PROBLEM STATEMENT: The line containing "Where can the athletic" marks the start; repeat it and every following line exactly through the end of the entries.

EXTRACTED ENTRIES:
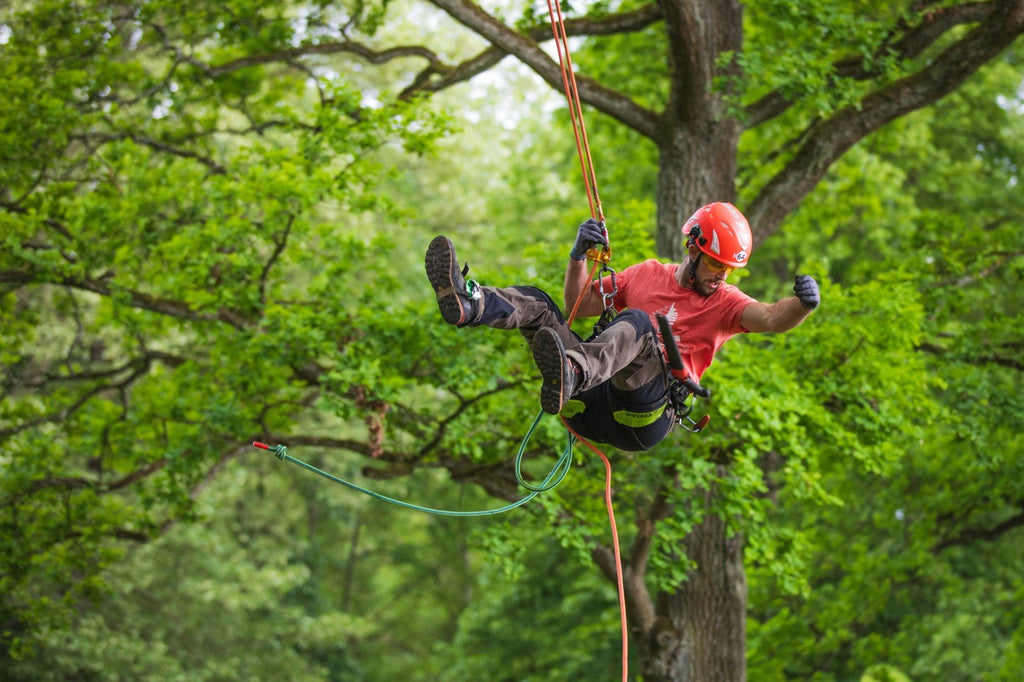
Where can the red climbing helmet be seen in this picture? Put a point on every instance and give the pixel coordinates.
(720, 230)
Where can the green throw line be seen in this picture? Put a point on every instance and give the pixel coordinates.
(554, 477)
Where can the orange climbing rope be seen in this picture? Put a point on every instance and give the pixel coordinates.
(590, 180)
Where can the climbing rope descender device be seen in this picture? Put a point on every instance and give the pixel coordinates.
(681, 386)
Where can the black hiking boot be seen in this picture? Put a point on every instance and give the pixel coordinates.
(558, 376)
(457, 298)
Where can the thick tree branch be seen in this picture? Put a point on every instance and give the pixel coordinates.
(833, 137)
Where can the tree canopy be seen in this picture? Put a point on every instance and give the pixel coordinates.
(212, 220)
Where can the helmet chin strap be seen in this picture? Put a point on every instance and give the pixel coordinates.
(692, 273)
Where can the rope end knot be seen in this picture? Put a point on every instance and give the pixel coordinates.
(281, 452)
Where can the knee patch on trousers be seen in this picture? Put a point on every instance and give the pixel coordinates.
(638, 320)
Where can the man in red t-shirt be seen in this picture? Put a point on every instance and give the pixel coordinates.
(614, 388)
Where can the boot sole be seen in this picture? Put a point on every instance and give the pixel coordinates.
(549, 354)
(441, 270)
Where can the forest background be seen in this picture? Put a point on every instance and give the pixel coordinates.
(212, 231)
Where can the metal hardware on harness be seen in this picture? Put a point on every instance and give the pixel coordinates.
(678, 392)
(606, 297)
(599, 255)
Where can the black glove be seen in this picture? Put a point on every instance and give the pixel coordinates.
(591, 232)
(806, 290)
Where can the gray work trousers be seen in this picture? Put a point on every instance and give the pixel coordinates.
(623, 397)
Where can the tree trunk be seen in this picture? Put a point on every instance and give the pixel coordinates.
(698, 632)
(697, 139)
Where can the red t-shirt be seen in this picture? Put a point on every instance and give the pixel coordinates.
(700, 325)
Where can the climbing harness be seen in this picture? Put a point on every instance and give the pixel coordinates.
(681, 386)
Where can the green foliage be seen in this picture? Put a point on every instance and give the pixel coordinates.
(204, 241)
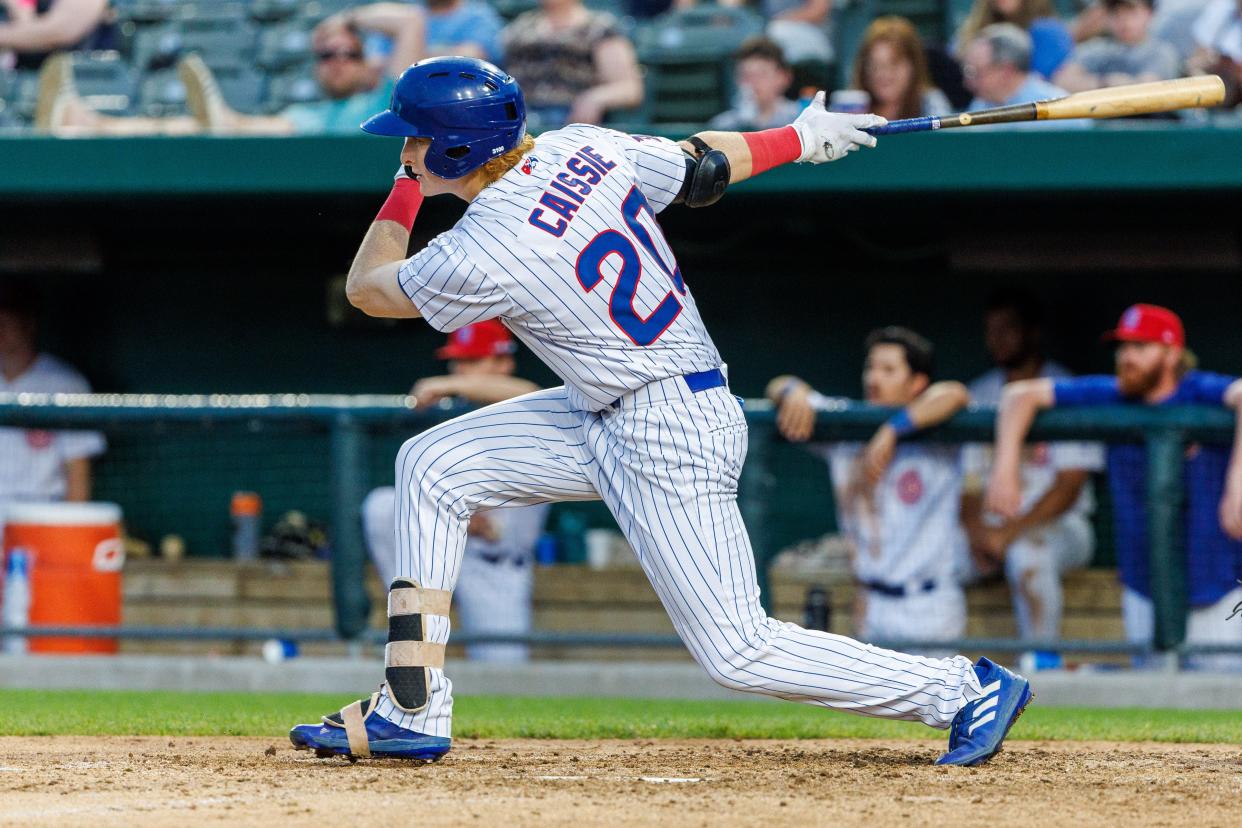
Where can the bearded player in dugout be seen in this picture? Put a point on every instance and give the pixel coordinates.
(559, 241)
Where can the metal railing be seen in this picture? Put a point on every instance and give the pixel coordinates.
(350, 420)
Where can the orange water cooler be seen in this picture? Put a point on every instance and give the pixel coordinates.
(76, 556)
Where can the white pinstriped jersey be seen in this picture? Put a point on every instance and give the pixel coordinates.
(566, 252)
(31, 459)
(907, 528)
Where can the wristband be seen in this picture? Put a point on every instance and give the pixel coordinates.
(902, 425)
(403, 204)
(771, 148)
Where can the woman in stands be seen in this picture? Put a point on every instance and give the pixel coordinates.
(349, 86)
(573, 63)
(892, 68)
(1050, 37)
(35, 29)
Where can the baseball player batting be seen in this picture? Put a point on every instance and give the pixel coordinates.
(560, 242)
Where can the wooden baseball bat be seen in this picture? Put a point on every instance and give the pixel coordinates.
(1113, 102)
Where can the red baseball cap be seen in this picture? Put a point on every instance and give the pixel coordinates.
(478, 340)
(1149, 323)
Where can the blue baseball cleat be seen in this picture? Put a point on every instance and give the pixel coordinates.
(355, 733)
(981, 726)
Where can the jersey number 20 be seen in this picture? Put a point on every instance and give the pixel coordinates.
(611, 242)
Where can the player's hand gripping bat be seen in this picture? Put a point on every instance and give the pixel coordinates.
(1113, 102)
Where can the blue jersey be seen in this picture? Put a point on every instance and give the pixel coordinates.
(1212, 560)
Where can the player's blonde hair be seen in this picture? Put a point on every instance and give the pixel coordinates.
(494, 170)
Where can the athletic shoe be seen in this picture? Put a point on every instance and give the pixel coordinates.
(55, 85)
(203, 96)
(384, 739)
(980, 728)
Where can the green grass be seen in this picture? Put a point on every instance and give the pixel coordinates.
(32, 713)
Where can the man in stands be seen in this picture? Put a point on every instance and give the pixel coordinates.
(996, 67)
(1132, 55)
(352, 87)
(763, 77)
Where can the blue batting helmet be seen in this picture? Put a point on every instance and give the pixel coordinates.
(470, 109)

OUTPUT OF THE EXERCISE:
Where can the athletic shoe be seen in this picture? Put a point on every instance and give the pixel coordinates.
(55, 85)
(203, 96)
(384, 739)
(980, 728)
Where can the green grass be seen in this picture? Put a point on every instance and give the pixel coordinates.
(32, 713)
Where can the man in stands be seen in this picture? Put a point on every instance and give the pixel coordinates.
(996, 67)
(1132, 55)
(352, 87)
(763, 77)
Where can the blue batting helmet be seen in this picture? Put a point on every instance and give the pixel coordinates.
(470, 109)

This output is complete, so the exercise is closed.